Document passage:
--- BEGIN ---

Someone has to want to play tomorrow.


----------



## yathnk99

Skibum......would love to.....but have to work....husbands out on the jefferson today....gonna see how that is....we are thinking next weekend sometime.......depends on where the weather is good


----------



## MountainMedic

i'm off next weekend as well. looking to meet some like minded folks.


----------



## skibuminwyo

How would you guys feel about a Blackfoot run? We did the bridge down to Angevine, I probably wouldn't go that far again, probably take out at Johnrund, since that was our original plan. Would you two maybe feel like that, next weekend of course.


----------



## MountainMedic

I'd be up for that.


----------



## yathnk99

Personally I have never done the Blackfoot....so where we talking (putting in and taking out points)?? We normally stick with the Big Hole and Jefferson Rivers.....I know boring but yet good fishing


----------



## MountainMedic

I was there on sunday, saw a few folks puttin in w/poles @ the bridge. haven't run that section yet, so ita all theoretical for me at this point. it was about 90 minutes from helena, so add another hour on that from butte i'd guess.

--- END ---

Written problem 1: Print the river trip thread above from "How would you" up to and including "up for that.".
Written problem 2: In the river trip thread above, which two rivers does yathnk99 say they normally stick with?

Data excerpts:
--- BEGIN ---

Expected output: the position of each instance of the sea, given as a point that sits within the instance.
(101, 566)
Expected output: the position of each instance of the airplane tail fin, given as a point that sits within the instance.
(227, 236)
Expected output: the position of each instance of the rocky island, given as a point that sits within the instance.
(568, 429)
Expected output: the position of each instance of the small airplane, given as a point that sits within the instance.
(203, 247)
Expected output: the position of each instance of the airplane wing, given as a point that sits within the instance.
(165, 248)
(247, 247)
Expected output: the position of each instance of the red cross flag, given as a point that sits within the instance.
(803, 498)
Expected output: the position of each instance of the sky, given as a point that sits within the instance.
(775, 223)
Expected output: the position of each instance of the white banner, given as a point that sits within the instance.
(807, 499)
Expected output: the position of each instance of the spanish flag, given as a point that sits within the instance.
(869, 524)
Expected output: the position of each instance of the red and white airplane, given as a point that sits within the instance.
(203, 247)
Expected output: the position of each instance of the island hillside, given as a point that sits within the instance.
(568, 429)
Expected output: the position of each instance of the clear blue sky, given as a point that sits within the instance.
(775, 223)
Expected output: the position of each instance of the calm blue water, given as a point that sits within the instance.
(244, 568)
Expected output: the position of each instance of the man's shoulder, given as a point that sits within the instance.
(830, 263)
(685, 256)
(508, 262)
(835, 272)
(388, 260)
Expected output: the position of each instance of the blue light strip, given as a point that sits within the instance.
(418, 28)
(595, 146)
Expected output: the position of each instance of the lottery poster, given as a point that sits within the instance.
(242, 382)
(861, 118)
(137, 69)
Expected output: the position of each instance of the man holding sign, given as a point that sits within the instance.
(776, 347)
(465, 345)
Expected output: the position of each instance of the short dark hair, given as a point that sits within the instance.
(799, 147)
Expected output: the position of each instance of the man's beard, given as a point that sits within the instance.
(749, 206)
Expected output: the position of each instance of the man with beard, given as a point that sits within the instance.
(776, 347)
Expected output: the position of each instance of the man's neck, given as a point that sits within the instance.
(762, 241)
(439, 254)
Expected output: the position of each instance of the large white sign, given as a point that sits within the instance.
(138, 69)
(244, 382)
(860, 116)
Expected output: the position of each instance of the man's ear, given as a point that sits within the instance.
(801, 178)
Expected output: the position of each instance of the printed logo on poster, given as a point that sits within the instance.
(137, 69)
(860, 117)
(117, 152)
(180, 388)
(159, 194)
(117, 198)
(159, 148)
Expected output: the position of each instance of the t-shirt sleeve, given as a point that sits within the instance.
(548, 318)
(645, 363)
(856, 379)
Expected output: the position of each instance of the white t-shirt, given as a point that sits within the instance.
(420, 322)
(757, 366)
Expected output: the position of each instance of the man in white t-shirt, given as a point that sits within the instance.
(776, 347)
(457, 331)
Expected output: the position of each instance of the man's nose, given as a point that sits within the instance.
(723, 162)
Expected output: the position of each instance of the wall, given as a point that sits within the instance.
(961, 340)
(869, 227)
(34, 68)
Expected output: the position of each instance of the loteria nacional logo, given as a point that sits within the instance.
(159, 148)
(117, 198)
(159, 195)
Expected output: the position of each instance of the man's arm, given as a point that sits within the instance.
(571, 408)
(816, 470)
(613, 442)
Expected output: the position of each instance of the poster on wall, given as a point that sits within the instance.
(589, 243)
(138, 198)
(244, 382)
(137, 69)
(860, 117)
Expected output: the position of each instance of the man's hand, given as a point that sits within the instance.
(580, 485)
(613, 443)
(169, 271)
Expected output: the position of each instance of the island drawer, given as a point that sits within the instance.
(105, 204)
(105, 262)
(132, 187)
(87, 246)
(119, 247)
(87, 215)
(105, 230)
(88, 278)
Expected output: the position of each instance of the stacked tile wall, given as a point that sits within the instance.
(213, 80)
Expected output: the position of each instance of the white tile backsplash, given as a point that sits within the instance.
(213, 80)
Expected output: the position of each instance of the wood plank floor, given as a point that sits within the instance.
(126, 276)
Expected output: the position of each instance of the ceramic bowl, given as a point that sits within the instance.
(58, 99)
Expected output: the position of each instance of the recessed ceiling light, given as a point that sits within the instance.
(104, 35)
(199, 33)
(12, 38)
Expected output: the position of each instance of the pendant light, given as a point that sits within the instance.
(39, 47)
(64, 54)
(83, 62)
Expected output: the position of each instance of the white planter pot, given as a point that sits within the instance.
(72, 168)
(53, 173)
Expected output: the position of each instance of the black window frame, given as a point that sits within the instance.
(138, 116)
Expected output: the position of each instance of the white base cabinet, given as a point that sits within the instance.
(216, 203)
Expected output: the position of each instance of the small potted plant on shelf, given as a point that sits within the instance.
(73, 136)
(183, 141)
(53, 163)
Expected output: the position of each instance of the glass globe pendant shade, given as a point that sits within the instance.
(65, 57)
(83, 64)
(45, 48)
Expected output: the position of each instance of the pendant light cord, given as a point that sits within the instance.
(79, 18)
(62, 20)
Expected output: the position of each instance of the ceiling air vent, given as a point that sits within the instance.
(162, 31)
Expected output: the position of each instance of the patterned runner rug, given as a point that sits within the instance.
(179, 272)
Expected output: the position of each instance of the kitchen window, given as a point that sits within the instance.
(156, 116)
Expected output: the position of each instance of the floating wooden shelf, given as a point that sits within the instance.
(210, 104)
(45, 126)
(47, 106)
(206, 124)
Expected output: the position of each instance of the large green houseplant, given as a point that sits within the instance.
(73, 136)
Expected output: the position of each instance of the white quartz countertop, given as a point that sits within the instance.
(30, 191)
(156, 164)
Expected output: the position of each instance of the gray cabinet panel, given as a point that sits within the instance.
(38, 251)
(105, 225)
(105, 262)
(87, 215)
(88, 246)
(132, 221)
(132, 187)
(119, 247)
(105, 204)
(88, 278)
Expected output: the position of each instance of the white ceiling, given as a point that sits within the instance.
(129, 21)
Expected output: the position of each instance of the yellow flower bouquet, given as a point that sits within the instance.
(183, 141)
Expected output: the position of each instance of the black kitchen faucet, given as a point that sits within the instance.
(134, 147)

--- END ---

Output 1:
How would you guys feel about a Blackfoot run? We did the bridge down to Angevine, I probably wouldn't go that far again, probably take out at Johnrund, since that was our original plan. Would you two maybe feel like that, next weekend of course.


----------



## MountainMedic

I'd be up for that.

Output 2: The Big Hole and Jefferson Rivers.